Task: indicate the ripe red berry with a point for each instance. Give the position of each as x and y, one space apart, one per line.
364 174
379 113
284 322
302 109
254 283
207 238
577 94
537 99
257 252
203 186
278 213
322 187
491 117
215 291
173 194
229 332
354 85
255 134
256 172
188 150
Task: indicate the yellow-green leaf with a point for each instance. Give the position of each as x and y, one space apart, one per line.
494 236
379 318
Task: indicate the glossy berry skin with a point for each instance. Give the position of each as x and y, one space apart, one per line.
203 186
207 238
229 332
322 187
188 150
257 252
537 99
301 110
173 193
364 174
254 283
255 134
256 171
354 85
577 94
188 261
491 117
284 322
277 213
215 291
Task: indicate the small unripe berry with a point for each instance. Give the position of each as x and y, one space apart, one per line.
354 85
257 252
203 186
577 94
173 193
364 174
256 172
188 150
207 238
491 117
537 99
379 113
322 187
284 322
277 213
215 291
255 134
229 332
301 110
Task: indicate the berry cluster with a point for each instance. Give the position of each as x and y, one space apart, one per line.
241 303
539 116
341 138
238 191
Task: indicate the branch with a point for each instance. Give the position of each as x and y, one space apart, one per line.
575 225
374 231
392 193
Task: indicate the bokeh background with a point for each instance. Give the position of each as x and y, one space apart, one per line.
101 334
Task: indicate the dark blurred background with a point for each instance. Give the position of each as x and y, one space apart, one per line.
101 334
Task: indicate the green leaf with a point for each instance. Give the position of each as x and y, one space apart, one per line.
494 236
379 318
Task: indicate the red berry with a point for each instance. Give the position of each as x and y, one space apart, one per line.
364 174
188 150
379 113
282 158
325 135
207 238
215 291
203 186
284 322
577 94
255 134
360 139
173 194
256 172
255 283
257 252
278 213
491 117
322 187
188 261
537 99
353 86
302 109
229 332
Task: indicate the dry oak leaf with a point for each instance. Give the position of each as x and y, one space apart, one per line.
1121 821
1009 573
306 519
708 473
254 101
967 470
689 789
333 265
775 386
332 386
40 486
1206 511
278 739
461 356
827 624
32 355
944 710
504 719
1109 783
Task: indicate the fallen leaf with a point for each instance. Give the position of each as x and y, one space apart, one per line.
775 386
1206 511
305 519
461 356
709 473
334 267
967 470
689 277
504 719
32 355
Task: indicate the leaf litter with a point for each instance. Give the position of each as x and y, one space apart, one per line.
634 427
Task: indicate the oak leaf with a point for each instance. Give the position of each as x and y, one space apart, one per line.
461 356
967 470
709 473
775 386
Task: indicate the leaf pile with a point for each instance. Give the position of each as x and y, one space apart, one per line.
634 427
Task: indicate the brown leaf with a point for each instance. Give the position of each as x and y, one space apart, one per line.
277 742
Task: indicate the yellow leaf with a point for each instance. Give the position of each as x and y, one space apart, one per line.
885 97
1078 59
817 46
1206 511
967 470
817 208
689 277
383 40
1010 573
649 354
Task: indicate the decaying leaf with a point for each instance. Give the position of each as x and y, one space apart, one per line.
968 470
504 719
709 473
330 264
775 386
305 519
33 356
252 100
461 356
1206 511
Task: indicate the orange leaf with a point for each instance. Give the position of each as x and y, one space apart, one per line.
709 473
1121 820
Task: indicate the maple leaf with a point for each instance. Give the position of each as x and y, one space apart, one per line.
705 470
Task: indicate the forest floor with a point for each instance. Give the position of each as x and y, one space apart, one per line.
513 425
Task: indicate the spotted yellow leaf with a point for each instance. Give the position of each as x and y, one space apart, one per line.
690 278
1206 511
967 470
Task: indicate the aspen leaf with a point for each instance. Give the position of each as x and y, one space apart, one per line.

━━━━━━━━━━━━━━━━━━━━━━━━━━━━━━

● REQUIRED ACTION
Going from the line that has "Task: indicate the spotted" through the last line of the entries, retype each line exactly as given and add nothing.

● EXPECTED ANSWER
Task: indicate the spotted yellow leaf with a point for each instance. Give the position of each as x and y, one space apart, one per line.
690 278
1206 511
967 470
Task: indicate the aspen leaf with a point for each instance. Give the position of each as x and y, one space apart, one per line.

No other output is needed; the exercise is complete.